What you should do
Reproduce verbatim the lines from the one containing "Task: where can the man's shoe" through the end of the lines, inclusive.

Dataset excerpts on object pointing
────────

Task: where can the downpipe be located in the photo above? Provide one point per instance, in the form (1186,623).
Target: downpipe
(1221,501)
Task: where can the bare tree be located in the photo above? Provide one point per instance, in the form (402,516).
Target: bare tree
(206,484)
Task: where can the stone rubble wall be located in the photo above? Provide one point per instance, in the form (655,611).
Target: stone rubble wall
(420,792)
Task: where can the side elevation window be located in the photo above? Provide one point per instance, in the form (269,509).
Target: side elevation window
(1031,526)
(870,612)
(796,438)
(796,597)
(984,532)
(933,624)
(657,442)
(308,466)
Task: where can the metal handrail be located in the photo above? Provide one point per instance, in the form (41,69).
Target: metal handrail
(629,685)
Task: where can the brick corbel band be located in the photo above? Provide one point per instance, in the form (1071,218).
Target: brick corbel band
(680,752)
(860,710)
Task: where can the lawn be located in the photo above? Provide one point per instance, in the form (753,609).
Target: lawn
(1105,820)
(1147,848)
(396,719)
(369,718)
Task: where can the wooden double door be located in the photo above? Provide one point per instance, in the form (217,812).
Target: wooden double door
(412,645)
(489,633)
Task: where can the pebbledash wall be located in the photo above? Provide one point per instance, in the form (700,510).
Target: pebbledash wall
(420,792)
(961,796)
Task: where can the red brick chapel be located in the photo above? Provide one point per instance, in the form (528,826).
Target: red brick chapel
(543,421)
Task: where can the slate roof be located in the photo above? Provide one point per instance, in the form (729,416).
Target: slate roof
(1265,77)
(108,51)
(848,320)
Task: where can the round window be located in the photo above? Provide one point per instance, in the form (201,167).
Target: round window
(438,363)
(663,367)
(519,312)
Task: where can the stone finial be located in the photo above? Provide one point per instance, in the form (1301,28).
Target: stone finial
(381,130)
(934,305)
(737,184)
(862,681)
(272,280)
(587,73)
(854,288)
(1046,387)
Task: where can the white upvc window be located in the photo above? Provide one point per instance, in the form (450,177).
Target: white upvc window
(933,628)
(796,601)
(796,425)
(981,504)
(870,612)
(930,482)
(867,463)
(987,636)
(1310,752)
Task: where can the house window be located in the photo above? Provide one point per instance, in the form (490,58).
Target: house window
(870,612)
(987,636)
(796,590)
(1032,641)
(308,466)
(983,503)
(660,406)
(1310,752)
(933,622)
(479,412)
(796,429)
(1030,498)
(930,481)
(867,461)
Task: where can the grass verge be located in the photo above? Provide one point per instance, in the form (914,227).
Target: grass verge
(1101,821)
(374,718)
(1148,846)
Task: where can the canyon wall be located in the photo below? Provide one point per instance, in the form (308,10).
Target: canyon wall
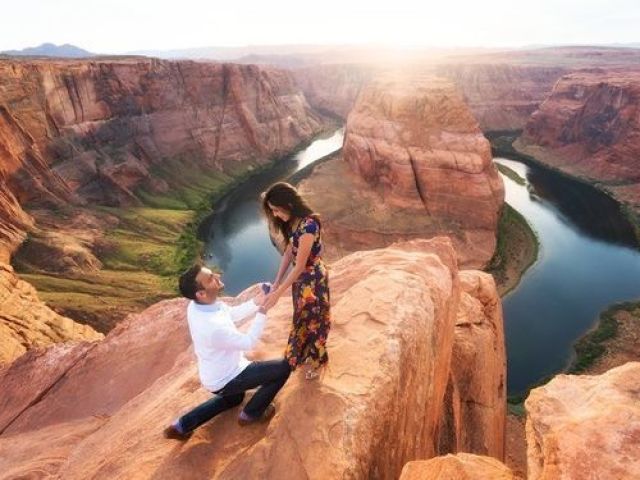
(414,164)
(334,88)
(96,131)
(590,127)
(380,404)
(76,136)
(502,96)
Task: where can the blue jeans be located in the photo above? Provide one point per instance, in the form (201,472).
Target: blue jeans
(270,376)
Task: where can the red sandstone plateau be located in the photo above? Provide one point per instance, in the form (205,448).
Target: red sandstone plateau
(501,95)
(590,127)
(97,410)
(414,164)
(93,131)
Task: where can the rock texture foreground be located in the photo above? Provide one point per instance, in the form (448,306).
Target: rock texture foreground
(97,410)
(463,466)
(585,426)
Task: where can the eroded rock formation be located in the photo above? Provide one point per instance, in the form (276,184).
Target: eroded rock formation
(463,466)
(502,96)
(379,405)
(334,88)
(26,322)
(415,165)
(110,132)
(99,130)
(590,127)
(585,426)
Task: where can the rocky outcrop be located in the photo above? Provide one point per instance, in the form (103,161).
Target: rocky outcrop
(585,426)
(418,166)
(502,96)
(333,89)
(477,403)
(26,322)
(463,466)
(366,418)
(590,127)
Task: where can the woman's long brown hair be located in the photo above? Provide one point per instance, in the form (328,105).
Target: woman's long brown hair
(285,196)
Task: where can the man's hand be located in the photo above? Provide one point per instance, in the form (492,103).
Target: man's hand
(270,301)
(261,297)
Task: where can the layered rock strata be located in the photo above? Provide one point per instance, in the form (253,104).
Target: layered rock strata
(113,132)
(334,88)
(366,418)
(415,165)
(463,466)
(27,323)
(502,96)
(97,131)
(590,127)
(585,426)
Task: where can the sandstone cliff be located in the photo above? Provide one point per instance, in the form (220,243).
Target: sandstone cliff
(585,426)
(380,405)
(26,322)
(76,135)
(590,127)
(502,96)
(99,130)
(415,165)
(334,88)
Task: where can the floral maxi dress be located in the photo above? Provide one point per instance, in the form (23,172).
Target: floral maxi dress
(311,309)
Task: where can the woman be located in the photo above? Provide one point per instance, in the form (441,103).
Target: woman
(290,216)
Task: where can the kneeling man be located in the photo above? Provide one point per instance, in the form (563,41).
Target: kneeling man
(219,348)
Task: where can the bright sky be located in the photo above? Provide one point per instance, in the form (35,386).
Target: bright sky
(119,26)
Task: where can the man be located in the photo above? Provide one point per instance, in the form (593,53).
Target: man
(219,348)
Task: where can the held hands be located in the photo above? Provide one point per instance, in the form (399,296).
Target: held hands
(271,300)
(260,298)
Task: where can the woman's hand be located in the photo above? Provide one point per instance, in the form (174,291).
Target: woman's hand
(271,299)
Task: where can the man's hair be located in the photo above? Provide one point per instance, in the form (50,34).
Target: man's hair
(188,283)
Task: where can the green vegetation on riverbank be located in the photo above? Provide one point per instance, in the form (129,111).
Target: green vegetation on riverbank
(598,342)
(517,249)
(502,145)
(142,249)
(590,347)
(507,172)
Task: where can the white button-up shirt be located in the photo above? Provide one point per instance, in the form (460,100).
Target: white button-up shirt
(218,344)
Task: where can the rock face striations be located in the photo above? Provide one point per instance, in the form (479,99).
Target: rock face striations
(114,133)
(381,404)
(502,96)
(334,88)
(95,130)
(415,165)
(590,127)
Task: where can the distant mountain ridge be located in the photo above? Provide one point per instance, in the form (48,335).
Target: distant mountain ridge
(50,50)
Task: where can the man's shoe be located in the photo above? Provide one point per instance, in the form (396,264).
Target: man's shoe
(173,433)
(269,412)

────────

Finished answer
Task: where can the man's shoe be located in the photo above? Provide one point per instance, in the form (396,264).
Target: man's shoe
(173,433)
(269,412)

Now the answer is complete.